-- What is required --
Among the lines below, a stretch begins at the one with "Which on-screen element is the light hardwood" and ends at the one with "Which on-screen element is the kitchen". Repeat that stretch exactly, ends included.

Data excerpts:
= Beginning of Section =
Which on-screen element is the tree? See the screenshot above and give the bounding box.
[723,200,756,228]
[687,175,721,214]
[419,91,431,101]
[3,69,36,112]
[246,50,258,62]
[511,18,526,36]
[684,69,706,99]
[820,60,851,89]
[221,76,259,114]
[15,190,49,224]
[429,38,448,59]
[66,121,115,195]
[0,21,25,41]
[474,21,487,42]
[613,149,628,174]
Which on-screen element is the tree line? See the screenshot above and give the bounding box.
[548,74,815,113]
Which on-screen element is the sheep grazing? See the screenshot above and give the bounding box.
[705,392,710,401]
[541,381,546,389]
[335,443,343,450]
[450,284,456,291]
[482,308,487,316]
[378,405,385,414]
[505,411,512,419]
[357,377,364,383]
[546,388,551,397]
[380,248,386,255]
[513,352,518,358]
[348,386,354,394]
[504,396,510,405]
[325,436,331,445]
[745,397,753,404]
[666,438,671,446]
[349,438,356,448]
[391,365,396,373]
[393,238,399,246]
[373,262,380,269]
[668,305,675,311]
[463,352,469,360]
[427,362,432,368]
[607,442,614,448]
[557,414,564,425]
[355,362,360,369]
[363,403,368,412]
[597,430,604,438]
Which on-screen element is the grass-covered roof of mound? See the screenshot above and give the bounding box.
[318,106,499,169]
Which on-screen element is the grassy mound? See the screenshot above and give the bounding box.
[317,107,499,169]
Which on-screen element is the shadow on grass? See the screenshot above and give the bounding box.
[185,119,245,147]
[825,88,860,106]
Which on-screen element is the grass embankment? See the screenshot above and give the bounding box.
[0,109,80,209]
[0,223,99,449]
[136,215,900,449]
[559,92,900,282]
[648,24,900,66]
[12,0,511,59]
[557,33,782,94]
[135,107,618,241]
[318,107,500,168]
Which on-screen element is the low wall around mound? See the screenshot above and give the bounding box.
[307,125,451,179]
= End of Section =
= Beginning of Section =
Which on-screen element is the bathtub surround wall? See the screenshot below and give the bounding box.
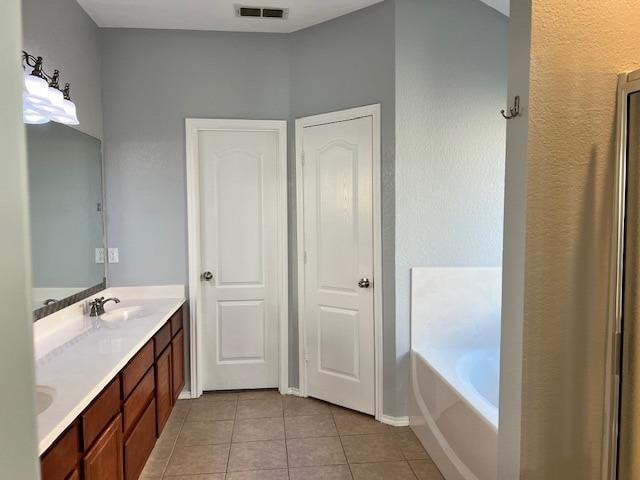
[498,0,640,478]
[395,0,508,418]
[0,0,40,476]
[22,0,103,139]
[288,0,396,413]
= End of Section =
= Beginning of Section =
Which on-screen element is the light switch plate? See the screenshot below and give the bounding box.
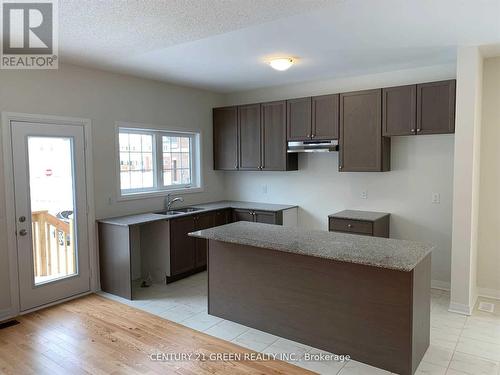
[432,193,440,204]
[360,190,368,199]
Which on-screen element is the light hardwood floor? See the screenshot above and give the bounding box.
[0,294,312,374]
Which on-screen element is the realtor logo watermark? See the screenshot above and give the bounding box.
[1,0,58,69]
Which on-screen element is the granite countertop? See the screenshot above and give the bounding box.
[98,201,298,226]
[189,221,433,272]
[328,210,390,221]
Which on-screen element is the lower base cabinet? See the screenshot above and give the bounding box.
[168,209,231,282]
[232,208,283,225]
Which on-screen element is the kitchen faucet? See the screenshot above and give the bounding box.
= End of Section =
-- Response --
Which on-screen element is the light hardwood floor? See the screenshot above and give the bounding box.
[0,294,312,374]
Which on-screen element is the realtor logo watermark? See the screenshot above and give the bounding box.
[1,0,58,69]
Which on-screen element is the granite countertop? See the screenshot above and give the bounding box.
[98,201,298,226]
[189,221,433,272]
[328,210,390,221]
Which on-screen element is the lower base cabinet? See the screenshot above and give the bounding box.
[168,209,231,282]
[232,208,283,225]
Which on-screen element is the kitchen faucet? See the screenshot above and give the bounding box.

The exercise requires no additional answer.